> _SET PROBLEM_
Without the pictures, set down every line of the data exactly.
— start SUPPLIED RECORDS —
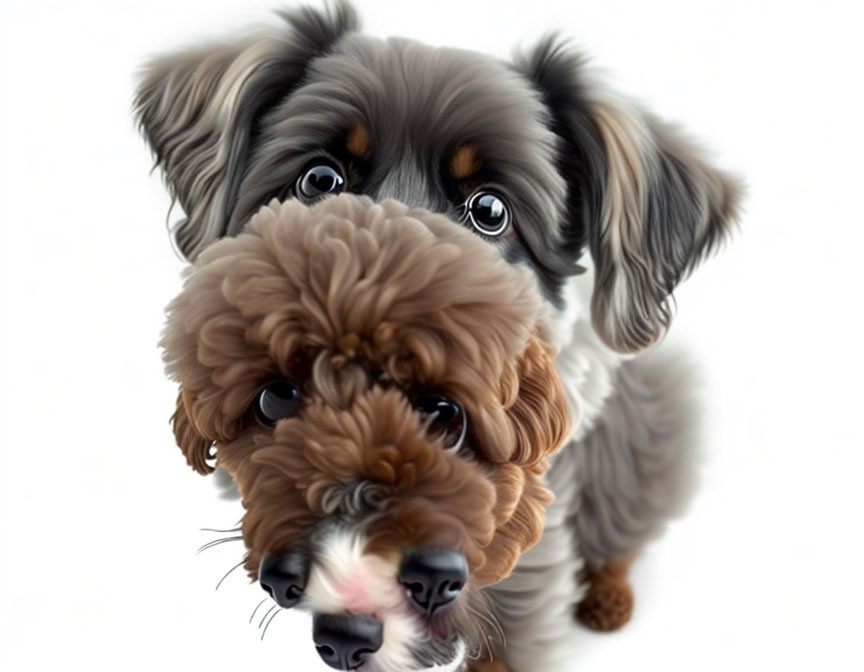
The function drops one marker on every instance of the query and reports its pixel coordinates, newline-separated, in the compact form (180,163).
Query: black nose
(433,576)
(346,641)
(284,577)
— end SUPPLIED RECORDS —
> _RESULT FOR THIS EXERCISE_
The function drops one marker on every instance of the query and reports its pixel coordinates, newline-separated, in the compact form (180,163).
Query: black nose
(433,576)
(346,641)
(284,577)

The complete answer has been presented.